* EXERCISE INSTRUCTIONS
Show every line of the material below that contains the word "hair", copying each such line in full and treating uppercase and lowercase as different.

* GIVEN ENTRIES
-- begin --
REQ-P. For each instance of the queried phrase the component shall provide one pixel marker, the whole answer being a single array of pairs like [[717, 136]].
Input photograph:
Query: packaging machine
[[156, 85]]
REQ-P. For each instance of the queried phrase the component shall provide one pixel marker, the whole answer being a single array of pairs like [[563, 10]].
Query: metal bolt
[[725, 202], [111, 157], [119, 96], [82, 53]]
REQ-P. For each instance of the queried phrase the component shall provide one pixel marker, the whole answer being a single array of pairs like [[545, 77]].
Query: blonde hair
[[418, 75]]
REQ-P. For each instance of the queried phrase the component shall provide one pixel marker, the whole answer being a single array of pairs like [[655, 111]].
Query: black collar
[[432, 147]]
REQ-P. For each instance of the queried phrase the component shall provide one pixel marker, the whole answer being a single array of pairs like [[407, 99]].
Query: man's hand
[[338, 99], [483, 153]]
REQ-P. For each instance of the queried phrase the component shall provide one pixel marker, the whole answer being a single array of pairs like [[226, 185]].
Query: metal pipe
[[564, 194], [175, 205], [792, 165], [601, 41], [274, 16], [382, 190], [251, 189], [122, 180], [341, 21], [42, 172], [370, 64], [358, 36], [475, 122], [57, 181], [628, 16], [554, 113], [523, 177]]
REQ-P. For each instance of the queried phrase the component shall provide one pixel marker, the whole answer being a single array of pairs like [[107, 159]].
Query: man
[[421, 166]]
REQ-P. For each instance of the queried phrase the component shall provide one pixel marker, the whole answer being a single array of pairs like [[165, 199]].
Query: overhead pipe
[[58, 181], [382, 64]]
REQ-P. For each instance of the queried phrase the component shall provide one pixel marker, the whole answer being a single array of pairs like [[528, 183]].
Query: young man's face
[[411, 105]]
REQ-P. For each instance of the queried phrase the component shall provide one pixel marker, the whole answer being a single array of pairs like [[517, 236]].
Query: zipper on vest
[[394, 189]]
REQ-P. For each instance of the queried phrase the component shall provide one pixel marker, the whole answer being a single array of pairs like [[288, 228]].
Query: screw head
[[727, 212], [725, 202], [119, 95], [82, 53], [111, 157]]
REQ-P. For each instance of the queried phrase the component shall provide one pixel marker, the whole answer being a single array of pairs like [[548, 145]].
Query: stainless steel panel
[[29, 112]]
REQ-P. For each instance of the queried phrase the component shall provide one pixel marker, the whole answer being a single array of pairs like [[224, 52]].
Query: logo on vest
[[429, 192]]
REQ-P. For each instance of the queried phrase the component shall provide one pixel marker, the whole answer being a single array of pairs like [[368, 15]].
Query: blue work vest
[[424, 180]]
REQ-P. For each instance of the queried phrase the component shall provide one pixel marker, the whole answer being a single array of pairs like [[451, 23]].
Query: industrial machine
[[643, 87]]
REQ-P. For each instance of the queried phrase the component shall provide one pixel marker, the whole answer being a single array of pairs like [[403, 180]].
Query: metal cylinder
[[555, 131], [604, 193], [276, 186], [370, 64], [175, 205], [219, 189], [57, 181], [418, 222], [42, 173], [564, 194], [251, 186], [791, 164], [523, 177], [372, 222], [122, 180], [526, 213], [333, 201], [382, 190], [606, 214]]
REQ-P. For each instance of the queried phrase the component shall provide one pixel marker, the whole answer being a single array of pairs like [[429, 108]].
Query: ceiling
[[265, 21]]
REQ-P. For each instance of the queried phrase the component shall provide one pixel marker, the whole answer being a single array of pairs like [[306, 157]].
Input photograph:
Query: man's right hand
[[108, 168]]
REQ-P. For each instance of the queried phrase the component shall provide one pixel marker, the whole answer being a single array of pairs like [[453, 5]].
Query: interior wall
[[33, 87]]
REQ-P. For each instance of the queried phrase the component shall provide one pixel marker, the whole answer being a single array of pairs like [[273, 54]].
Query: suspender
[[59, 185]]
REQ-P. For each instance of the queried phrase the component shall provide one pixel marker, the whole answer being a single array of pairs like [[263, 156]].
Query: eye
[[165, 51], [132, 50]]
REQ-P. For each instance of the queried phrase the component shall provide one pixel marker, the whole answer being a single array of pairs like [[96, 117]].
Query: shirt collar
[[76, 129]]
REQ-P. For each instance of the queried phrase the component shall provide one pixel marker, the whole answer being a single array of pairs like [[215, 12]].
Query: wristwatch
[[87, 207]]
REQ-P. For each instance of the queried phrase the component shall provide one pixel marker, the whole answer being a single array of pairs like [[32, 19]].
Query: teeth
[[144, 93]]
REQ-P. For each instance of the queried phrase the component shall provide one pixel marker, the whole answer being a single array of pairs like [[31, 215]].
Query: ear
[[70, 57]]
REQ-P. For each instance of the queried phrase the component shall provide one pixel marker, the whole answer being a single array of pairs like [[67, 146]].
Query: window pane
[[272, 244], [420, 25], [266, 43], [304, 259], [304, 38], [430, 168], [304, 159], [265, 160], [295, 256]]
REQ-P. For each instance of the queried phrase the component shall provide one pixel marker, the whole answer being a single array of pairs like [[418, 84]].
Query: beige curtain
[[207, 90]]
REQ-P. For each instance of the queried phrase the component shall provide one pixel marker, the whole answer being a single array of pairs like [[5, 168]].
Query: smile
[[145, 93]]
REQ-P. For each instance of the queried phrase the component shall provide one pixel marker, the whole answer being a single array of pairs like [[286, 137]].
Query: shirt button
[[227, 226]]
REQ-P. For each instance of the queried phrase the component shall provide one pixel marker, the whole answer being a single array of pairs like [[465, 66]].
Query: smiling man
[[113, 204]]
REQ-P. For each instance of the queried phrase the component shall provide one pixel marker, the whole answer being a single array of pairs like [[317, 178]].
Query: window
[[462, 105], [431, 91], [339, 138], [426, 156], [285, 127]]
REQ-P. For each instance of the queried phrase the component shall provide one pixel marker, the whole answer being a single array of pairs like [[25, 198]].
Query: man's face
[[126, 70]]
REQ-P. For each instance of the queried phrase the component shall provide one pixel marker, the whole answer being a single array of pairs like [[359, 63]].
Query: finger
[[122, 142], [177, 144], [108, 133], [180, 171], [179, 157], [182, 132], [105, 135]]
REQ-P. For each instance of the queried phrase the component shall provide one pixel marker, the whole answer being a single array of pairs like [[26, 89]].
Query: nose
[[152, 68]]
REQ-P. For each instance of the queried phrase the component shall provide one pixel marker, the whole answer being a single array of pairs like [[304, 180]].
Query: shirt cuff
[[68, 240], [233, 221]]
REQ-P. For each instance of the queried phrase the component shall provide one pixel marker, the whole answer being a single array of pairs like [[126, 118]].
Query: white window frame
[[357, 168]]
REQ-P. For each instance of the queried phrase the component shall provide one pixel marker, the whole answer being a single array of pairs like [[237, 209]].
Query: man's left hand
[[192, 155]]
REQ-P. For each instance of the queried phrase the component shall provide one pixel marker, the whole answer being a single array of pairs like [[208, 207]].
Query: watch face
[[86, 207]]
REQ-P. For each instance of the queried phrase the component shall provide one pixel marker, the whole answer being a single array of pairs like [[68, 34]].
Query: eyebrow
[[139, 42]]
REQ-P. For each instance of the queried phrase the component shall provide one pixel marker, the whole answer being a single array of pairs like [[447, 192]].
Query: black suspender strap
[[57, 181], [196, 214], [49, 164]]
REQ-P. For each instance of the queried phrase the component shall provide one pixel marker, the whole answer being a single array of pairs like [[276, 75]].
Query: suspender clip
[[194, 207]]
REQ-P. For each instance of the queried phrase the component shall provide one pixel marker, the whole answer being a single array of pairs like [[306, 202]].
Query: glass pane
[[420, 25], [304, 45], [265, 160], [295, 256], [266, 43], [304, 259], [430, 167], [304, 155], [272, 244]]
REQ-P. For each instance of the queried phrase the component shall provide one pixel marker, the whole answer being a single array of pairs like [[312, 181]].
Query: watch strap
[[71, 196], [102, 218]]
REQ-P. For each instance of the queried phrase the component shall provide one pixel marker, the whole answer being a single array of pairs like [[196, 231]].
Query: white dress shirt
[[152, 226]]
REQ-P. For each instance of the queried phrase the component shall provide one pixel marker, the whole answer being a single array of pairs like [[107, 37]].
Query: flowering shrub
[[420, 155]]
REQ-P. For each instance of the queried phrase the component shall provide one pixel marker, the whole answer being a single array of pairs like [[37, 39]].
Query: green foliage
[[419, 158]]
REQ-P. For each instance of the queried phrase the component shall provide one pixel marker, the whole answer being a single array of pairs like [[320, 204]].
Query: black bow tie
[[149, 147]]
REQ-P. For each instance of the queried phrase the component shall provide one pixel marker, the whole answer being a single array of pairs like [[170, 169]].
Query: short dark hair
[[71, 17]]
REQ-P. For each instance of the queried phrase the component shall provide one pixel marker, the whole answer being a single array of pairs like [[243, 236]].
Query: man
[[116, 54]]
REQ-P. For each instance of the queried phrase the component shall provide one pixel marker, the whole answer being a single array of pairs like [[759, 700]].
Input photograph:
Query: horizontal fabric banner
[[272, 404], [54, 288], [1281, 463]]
-- end --
-- begin --
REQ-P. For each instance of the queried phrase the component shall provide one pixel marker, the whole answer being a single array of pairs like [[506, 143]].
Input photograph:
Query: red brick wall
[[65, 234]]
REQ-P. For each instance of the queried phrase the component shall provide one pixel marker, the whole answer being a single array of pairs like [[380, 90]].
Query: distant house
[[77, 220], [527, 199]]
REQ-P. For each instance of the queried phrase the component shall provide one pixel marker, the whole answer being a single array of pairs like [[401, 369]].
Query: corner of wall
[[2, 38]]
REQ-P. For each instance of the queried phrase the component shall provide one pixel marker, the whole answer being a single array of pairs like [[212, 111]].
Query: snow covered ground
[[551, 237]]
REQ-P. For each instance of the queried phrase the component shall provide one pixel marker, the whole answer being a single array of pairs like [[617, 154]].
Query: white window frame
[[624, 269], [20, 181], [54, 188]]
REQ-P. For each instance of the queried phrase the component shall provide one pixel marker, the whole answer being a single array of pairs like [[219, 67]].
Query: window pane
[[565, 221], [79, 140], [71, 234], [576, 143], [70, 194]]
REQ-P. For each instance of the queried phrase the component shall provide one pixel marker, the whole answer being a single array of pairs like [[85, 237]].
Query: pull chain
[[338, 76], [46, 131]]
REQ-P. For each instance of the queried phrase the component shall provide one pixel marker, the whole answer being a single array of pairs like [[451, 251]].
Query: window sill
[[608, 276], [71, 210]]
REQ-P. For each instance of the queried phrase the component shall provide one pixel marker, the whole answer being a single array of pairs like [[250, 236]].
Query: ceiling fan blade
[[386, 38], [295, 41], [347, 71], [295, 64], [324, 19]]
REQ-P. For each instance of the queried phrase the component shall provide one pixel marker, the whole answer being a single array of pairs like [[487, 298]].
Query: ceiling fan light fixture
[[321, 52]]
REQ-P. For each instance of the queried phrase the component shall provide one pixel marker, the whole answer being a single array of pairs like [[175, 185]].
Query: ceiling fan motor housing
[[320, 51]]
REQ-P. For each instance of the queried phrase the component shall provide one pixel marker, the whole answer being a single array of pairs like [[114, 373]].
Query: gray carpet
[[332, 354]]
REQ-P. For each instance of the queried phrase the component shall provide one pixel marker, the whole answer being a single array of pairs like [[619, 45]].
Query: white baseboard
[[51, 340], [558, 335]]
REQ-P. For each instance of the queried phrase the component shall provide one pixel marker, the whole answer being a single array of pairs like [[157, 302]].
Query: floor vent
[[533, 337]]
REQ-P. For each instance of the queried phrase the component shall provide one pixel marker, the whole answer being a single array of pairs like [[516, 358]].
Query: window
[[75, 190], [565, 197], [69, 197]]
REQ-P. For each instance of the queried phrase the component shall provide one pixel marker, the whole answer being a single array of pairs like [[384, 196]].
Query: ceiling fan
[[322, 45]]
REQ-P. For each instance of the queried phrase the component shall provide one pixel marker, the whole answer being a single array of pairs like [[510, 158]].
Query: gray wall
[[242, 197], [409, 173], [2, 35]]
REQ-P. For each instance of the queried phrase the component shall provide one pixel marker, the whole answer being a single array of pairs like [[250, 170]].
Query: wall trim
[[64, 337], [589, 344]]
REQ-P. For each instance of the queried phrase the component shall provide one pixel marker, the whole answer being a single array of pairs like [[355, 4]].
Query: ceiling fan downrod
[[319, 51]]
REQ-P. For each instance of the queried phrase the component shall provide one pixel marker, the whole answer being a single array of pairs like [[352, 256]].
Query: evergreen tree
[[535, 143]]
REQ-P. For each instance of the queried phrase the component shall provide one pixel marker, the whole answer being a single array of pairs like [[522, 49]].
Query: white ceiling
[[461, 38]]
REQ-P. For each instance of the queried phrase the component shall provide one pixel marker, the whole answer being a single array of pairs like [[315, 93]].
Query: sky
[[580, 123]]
-- end --
* RESULT BELOW
Query: blonde hair
Query: short dark hair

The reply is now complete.